Excerpt to read:
She and her man had matching Fitbits. One night, when he was unaccounted for at 4am, his Fitbit recorded a sudden spike in heart rate and physical activity. Safe to say he hadn’t enrolled in an Orange Theory class, and he was soon her ex.
Photo Finish
The ‘recently deleted’ photo folder is an absolute goldmine because so many cheaters forget it exists.
One woman wrote to me about tapping into it while her boyfriend was in the shower.
‘It was like opening Pandora’s box,’ she said. ‘There were thirty short videos, all from the last month, of a woman in lingerie straddling him on the couch, close-ups of his… well, you know.’
What shocked her the most was that she recognized the woman – she worked in the café they went to every Saturday.

One friend of mine became obsessed with cracking her husband’s new passcode after he suddenly changed it
Gone but not forgotten
Another treasure trove guys forget about is their App Store purchase history.
One reader told me she was helping her boyfriend download a budgeting app when she scrolled too far and found Tinder, OkCupid and something called Calculator+ in his purchased list.
‘I’d never seen it before, so I downloaded it out of curiosity,’ she said. ‘When I finally got in, it was a vault full of porn and sex videos. Not just random porn either, videos of him having sex with someone else. One was clearly filmed in my bedroom. I could hear my own dog barking in the background.’
Twinning Tech
Sometimes the bust is more of an accident.
A friend of mine once made a devastating discovery during moving day. After years together, she and her partner finally decided to move in.

Listed records:
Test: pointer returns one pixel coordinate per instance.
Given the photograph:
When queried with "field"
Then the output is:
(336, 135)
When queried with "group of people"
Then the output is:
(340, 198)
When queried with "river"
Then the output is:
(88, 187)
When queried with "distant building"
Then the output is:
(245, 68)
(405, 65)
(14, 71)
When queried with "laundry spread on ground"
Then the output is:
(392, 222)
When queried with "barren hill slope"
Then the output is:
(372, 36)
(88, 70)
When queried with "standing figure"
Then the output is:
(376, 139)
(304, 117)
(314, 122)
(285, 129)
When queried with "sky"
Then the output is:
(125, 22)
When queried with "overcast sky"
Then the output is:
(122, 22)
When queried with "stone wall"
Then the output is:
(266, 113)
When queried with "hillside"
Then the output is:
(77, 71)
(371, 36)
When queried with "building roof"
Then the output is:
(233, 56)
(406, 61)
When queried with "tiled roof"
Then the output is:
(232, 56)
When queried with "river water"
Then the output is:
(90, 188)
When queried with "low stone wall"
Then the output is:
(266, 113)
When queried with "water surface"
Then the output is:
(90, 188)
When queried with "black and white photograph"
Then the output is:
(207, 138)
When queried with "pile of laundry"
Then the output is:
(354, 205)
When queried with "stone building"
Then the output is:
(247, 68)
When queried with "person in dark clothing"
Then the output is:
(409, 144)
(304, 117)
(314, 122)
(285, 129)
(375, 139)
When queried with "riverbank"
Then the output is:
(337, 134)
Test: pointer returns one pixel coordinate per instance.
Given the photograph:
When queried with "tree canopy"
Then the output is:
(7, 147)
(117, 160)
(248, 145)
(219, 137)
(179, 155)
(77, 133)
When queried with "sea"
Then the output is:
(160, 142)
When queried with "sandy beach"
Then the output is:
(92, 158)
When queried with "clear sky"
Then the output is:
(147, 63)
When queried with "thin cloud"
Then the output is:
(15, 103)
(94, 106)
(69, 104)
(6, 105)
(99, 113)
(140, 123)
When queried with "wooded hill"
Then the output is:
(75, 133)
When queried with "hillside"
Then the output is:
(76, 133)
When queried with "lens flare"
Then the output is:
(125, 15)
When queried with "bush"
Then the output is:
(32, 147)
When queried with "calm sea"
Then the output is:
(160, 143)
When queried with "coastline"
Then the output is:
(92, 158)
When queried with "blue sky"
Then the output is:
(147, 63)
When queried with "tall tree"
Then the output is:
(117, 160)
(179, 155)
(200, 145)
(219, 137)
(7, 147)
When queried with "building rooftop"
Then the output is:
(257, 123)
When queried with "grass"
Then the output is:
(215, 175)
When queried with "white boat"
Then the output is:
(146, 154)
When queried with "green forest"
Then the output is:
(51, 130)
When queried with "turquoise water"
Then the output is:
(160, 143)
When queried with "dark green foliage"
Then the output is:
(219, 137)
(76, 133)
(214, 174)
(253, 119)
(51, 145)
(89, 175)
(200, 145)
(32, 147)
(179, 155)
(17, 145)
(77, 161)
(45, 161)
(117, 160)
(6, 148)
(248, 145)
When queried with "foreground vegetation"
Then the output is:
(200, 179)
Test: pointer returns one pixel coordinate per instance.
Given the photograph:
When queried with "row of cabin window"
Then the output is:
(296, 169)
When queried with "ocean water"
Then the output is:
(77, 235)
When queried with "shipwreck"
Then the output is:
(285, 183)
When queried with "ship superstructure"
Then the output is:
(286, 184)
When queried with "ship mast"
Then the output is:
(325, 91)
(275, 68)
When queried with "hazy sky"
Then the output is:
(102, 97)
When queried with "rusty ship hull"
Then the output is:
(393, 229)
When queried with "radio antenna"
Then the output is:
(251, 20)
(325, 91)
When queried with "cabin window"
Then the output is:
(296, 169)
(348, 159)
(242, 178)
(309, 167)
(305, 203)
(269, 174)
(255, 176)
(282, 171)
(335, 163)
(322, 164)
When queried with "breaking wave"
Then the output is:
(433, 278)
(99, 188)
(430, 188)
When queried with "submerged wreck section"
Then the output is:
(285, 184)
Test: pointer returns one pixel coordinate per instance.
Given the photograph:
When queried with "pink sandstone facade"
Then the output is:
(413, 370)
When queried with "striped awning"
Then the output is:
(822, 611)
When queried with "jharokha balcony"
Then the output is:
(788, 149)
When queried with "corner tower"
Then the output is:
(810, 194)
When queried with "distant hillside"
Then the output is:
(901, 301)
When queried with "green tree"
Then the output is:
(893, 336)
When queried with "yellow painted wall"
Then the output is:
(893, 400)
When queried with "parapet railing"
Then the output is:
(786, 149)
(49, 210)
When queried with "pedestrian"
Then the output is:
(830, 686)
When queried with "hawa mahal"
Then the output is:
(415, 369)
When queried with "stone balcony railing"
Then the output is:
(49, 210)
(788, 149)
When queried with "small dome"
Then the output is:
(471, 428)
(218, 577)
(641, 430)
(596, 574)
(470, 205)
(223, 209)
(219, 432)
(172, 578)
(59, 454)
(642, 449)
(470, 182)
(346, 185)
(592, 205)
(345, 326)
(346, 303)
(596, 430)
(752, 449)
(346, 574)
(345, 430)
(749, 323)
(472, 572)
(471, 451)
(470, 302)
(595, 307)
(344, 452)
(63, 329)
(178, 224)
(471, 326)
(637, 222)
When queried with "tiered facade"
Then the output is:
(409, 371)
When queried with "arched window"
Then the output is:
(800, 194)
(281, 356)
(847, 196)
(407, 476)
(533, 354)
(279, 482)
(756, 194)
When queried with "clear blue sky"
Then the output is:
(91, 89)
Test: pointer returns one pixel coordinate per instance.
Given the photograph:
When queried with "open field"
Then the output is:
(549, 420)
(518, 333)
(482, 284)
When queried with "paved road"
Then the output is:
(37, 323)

What needs to be done: Continue the article about catching cheating partners through their phones and apps, picking up after its final sentence.

Solved exercise:
While he went to fetch more boxes, she unpacked his iPad which promptly synced with his iPhone.
She watched as messages rolled in from an escort arranging a ‘quick roll in the hay.’ When he returned with the boxes, my friend handed him his iPad and told him he could pack his things right back into them.
Of course, not all clues are digital. Some of the biggest are hiding in plain sight.
Dirty laundry
A former male colleague of mine confessed why his marriage ended in divorce one night over a few drinks.
His wife had come home from a girls’ trip to find fake tan on her bedsheets and a blonde hair extension in the shower. He had brought a one-night stand home and was too hungover to clean up the next day.
That one cost him his house and their dog.

Sometimes it’s what he’s doing in your bed that tells you what he’s doing in someone else’s
Cleaning up
Bathroom products are another give away.
One reader swore her toothbrush bristles looked frayed after she’d been away for the weekend. She also noticed a bottle of micellar water make-up remover and moisturizer she didn’t own sitting on the vanity.
A week later, she found out her boyfriend had brought a girl back from the gym to ‘freshen up’ before heading home.
Off brand
One male friend told me he got caught cheating after his wife spotted an unfamiliar brand of condoms in the glovebox. Even more damning was the fact they didn’t use them because she was on the pill.
When she confronted him, he tried to claim they’d been in there ‘for years.’ She didn’t buy it.
Which reminds me of the time a reader confessed that she was the reason her parents got a divorce when she was a child.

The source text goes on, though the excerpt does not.